(Cuplikan Dokumen)
▬▬▬
Hamas Klaim AS Dukung Israel, Pengepungan Gaza Makin Ketat
Awalan Berita – Hamas mengklaim bahwa Presiden Amerika Serikat (AS), Donald Trump, memberikan dukungan kepada Perdana Menteri Israel, Benjamin Netanyahu, untuk menarik diri dari perjanjian gencatan senjata dan memperketat pengepungan Gaza. Tuduhan ini muncul setelah Trump mengeluarkan ancaman keras terhadap Hamas pada Rabu, 5 Maret 2025.
Melalui media sosial, Trump menuntut agar Hamas segera membebaskan semua sandera, termasuk yang telah meninggal. Ia juga memperingatkan bahwa jika sandera tidak segera dibebaskan, “semuanya berakhir bagi Anda” dan mengancam warga Gaza dengan kata-kata, “Mati.” Ancaman ini menuai kecaman dari berbagai pihak, termasuk Pelapor Khusus PBB untuk Wilayah Palestina yang Diduduki, Francesca Albanese. Ia menyebut bahwa pernyataan Trump mendorong hukuman kolektif, yang jelas melanggar hukum internasional.
Menurut laporan Reuters, ancaman Trump muncul di tengah kabar bahwa utusan AS telah melakukan pembicaraan rahasia dengan Hamas. Ini menandai perubahan kebijakan AS yang selama ini menghindari negosiasi dengan Hamas, yang dianggap sebagai kelompok ekstremis. Juru bicara Hamas, Abdel-Latif Al-Qanoua, menyatakan bahwa ancaman Trump justru memperkuat posisi Netanyahu untuk menghindari gencatan senjata dan memperburuk pengepungan Gaza.
Al-Qanoua juga menegaskan bahwa cara terbaik untuk membebaskan sandera Israel yang tersisa adalah dengan melanjutkan fase kedua gencatan senjata dan memaksa Israel mematuhi perjanjian yang telah disepakati. Gencatan senjata Gaza yang mulai berlaku pada Januari 2025 mencakup pembebasan sandera secara bertahap, namun Israel memperketat blokade dan menuntut pembebasan tanpa negosiasi lebih lanjut. Blokade yang semakin ketat ini berisiko menyebabkan kelaparan bagi 2,3 juta penduduk Gaza.
“Baca Juga : Atasi Bibir Pecah-Pecah Saat Puasa, Coba Cara Ini!”
▬▬▬
(Cuplikan Data)

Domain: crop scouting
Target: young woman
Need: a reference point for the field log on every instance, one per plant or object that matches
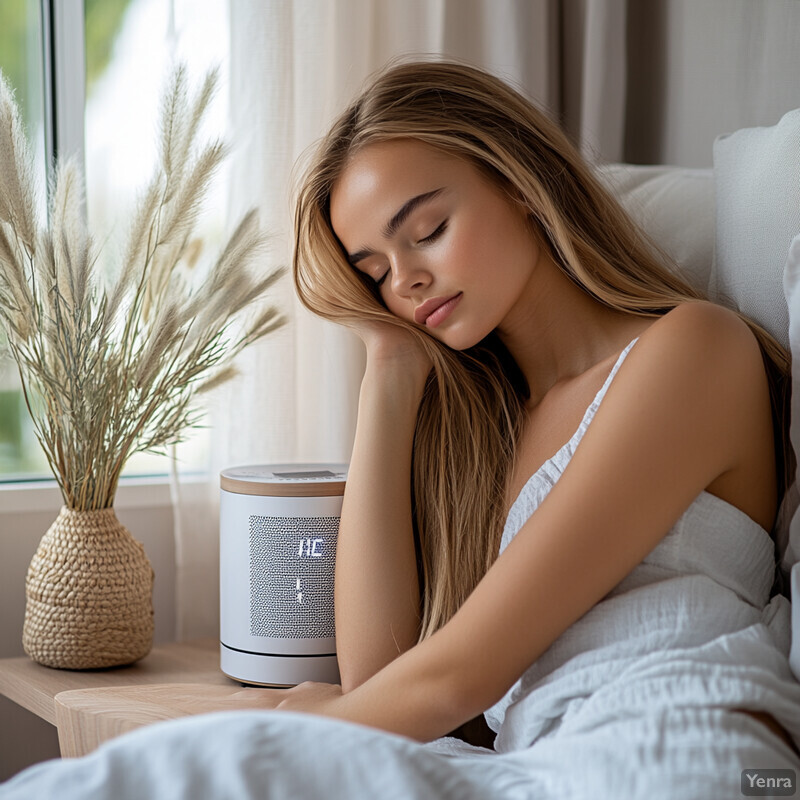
(566, 469)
▬▬▬
(Tugas) Teruskan berita tentang klaim Hamas dan pengepungan Gaza mulai dari titik terakhir yang tertera. Data di atas sama sekali tidak diperlukan di sini.

(Jawaban Tertulis)
Gencatan senjata antara Israel dan Hamas yang dimulai pada 19 Januari 2025 masih berlaku meskipun ketegangan terus tinggi. Sejak saat itu, Hamas telah membebaskan 33 sandera Israel dan lima warga Thailand dari sekitar 2.000 tahanan Palestina. Namun, pihak berwenang Israel memperkirakan bahwa kurang dari setengah dari 59 sandera yang tersisa masih hidup.
Pada Kamis, 6 Maret 2025, serangan udara Israel kembali memicu ketegangan. Militer Israel mengklaim telah menargetkan individu yang diduga menanam bom, yang menyebabkan seorang warga Palestina tewas di Kota Gaza. Sementara itu, Hamas mengklaim memiliki bukti bahwa semua sandera yang masih hidup berada dalam pengawasan mereka. Juru bicara Hamas, Abu Ubaida, memperingatkan bahwa eskalasi lebih lanjut dari Israel bisa membahayakan keselamatan sandera.
Di sisi diplomasi, pejabat senior Hamas, Basem Naim, dalam surat terbuka yang dikirim ke media, meminta Presiden AS Donald Trump untuk juga bertemu dengan tahanan Palestina yang telah dibebaskan. Naim menyoroti perlakuan buruk terhadap sekitar 9.500 tahanan Palestina yang ditahan di 23 penjara Israel. Ia menuntut perhatian terhadap kondisi mereka, termasuk penyiksaan.
Mesir dan Qatar saat ini memediasi perundingan antara Hamas dan utusan AS, Adam Boehler. Dalam pembicaraan yang berlangsung di Doha, Hamas menegaskan komitmennya pada gencatan senjata bertahap. Sumber dari Mesir menyebutkan bahwa suasana pembicaraan cukup positif, membuka peluang bagi negosiasi tahap kedua.
Israel dilaporkan ingin memperpanjang gencatan senjata tanpa menyepakati akhir perang. Sebaliknya, Hamas mendesak negosiasi untuk menghentikan pertempuran secara permanen, dengan dukungan dari mediator Mesir untuk rekonstruksi Gaza setelah perang.
“Baca Juga : Sholat Tarawih di Times Square, Tunjukkan Spirit Umat Islam”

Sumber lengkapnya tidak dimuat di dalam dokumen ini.